EXERCISE AIM
Starting at the line with "Locate the flour" and continuing through the end of the entries, give those lines again with "annotate" replaced by "mark" and nothing else changed.

STORED ROWS
START

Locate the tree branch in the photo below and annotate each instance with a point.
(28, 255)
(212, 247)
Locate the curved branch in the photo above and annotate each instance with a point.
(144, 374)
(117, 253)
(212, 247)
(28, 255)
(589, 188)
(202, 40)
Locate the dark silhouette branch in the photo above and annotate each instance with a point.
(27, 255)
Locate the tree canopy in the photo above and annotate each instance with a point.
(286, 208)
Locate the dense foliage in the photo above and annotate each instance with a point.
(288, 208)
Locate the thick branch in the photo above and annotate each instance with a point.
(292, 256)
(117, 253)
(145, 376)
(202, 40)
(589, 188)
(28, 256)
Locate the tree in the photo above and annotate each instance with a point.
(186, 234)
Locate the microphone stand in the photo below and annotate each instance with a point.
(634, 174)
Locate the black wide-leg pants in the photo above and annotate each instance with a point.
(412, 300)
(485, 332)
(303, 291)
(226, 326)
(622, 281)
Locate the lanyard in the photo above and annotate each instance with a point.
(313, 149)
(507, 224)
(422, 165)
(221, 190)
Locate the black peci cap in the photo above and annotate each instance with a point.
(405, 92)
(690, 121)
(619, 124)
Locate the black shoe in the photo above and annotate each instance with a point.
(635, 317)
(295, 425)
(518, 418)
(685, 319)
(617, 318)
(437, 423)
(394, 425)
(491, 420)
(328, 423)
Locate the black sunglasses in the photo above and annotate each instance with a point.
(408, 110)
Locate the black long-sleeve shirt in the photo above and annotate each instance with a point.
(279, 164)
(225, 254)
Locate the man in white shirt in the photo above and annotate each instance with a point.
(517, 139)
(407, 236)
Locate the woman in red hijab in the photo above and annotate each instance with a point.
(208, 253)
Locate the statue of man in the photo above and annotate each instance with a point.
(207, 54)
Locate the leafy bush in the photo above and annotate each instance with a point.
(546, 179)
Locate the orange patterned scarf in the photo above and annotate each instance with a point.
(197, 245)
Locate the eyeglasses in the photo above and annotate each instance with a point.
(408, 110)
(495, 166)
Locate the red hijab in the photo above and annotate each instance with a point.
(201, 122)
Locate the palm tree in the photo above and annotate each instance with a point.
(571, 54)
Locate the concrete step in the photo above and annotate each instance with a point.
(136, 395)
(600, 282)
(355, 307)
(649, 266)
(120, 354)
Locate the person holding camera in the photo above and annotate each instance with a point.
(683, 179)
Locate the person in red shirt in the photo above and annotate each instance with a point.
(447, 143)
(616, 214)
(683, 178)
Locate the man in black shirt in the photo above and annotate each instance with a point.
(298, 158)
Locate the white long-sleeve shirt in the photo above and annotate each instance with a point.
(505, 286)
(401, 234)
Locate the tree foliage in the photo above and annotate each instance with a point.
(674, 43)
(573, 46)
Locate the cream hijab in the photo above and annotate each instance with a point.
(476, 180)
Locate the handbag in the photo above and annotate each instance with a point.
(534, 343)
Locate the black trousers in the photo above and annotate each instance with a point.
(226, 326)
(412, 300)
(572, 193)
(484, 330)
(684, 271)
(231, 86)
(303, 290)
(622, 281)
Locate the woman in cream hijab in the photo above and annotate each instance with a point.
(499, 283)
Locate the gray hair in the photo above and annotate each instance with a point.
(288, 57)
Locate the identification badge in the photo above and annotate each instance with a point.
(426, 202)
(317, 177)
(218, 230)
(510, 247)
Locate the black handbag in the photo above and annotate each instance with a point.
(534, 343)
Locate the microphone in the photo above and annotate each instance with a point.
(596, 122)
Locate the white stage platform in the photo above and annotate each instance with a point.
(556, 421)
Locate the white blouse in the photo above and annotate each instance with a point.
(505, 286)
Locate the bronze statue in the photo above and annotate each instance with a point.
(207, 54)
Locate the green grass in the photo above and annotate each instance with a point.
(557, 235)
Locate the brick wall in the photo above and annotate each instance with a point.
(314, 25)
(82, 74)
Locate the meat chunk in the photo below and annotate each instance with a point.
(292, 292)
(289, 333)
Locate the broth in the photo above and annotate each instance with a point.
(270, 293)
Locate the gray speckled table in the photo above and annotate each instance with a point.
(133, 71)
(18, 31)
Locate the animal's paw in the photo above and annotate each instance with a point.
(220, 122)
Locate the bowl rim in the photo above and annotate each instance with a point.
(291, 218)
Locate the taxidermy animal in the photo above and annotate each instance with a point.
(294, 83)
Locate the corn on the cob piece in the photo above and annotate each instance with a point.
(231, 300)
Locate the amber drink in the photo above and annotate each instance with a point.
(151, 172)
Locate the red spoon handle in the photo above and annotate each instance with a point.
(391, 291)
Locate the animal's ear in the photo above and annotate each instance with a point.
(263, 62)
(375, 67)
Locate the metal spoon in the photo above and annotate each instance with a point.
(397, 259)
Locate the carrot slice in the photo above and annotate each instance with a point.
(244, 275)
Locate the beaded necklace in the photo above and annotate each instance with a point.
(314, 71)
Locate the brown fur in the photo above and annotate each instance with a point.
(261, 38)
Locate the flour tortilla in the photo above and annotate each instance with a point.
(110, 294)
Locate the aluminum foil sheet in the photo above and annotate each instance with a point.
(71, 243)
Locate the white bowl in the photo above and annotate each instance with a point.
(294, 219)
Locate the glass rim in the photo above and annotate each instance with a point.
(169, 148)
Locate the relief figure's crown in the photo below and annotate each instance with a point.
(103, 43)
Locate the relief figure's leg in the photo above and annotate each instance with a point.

END

EXERCISE RESPONSE
Locate the flour tortilla in the photo above and mark each instance with a point.
(110, 294)
Locate the aluminum foil sheet in the photo above and mark each instance with a point.
(71, 243)
Locate the white bowl in the photo above and mark each instance with a point.
(294, 219)
Locate the glass rim in the photo above and mark each instance with a point.
(169, 148)
Locate the relief figure's crown in the photo below and mark each instance with a point.
(103, 43)
Locate the relief figure's leg in the photo above and mark each instance with a point.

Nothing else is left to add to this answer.